[Brief]: Your output should be the line with "Could you point out the doorway" plus all following lines to the end of the records, exactly as written and nothing more.

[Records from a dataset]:

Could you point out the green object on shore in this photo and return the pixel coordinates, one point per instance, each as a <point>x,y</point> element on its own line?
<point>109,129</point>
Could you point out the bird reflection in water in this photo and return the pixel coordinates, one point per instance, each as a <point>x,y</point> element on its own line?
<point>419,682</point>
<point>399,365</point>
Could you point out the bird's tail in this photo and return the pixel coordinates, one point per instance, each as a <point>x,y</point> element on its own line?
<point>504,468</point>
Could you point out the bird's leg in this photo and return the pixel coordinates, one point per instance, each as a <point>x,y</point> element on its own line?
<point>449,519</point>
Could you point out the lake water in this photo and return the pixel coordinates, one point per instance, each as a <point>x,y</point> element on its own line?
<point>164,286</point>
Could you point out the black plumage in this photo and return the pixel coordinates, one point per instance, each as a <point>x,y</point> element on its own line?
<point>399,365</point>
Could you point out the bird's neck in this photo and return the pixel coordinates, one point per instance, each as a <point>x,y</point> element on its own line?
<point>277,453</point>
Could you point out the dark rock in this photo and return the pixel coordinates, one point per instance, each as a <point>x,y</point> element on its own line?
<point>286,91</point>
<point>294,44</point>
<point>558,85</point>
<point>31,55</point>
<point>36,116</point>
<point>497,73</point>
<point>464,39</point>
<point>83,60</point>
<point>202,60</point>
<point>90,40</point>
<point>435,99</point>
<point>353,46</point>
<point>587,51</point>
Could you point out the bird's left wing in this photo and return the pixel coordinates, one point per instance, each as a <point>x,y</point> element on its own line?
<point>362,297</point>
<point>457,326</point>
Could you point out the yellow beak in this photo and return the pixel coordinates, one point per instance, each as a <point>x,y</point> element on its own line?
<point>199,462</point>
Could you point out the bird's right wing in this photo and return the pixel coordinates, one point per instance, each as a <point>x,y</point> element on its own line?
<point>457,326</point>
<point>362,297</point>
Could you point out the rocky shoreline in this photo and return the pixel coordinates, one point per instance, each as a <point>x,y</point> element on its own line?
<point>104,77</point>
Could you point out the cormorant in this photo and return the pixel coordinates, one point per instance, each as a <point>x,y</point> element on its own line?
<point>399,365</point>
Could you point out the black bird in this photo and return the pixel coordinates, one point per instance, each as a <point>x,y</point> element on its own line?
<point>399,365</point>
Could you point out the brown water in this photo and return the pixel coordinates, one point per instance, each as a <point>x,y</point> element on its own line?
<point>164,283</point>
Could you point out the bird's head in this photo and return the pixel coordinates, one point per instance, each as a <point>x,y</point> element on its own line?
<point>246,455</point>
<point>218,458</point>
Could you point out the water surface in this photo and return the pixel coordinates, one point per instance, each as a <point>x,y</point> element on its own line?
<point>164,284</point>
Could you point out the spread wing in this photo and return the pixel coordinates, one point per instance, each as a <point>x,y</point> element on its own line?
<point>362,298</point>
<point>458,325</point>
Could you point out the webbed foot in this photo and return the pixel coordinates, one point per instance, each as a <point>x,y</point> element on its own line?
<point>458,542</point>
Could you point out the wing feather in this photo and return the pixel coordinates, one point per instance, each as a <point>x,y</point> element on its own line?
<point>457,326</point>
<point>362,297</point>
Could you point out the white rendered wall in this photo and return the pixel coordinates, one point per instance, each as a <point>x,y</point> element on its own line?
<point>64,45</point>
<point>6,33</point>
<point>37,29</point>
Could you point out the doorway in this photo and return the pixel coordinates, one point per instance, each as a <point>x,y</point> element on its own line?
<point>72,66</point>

[Task solution]:
Could you point out the doorway in this photo and return the pixel coordinates, one point per instance, each as a <point>x,y</point> element on its own line?
<point>72,66</point>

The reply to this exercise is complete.